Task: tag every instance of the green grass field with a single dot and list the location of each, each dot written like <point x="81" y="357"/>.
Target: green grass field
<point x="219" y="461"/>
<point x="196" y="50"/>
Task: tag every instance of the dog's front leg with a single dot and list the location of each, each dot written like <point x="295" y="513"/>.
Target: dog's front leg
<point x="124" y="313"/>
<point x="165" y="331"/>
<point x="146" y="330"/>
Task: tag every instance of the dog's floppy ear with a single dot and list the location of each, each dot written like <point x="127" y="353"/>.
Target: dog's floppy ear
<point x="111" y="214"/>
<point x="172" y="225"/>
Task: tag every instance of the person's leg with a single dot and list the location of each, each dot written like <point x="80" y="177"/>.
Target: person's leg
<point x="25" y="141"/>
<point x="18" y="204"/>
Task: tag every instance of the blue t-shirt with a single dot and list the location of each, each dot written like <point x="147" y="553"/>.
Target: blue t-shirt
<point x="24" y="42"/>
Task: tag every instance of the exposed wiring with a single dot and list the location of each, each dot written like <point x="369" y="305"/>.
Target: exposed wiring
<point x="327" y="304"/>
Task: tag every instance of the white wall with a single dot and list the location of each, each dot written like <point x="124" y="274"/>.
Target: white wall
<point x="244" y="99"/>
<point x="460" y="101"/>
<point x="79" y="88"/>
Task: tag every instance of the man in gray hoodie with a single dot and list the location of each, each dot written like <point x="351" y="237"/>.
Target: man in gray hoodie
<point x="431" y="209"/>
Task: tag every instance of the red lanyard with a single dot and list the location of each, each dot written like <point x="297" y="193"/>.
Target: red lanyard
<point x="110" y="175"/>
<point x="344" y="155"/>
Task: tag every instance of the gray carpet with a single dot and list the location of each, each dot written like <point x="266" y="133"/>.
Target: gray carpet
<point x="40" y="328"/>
■ ■ ■ ■ ■
__Directions for this task__
Exactly and only the lines from the one containing "Task: tag every instance of the dog's floppy" to the end of the entries above are to be written out.

__Response to the exercise__
Task: tag every instance of the dog's floppy ear with a single dot and list the location of each, each dot written like <point x="127" y="353"/>.
Target: dog's floppy ear
<point x="111" y="214"/>
<point x="172" y="225"/>
Task: tag every instance of the person's leg with a single dot and list the location of each, each dot written like <point x="80" y="177"/>.
Target: person's leg
<point x="25" y="141"/>
<point x="18" y="204"/>
Task: tag every instance of the blue t-shirt with a single dot and list the location of each, each dot written like <point x="147" y="553"/>.
Target: blue t-shirt
<point x="24" y="42"/>
Task: tag every instance of the exposed wiring with a single dot and list the location of each, each dot written like <point x="369" y="305"/>.
Target: exposed wiring
<point x="327" y="304"/>
Task: tag every instance of the white wall with a single dot and list the location of each, each dot written like <point x="124" y="274"/>.
Target: white wall
<point x="244" y="99"/>
<point x="460" y="101"/>
<point x="79" y="88"/>
Task: tag every instance of the man in gray hoodie with a single dot and list the location of each, each dot written like <point x="351" y="237"/>.
Target: man in gray hoodie
<point x="431" y="209"/>
Task: tag every instance of the red lanyard with a single dot and list the location of each, each dot written like <point x="297" y="193"/>.
Target: red lanyard
<point x="110" y="175"/>
<point x="344" y="155"/>
Task: tag every instance of the gray carpet with a single dot and list the location of each, each dot written like <point x="266" y="133"/>.
Target: gray carpet
<point x="40" y="328"/>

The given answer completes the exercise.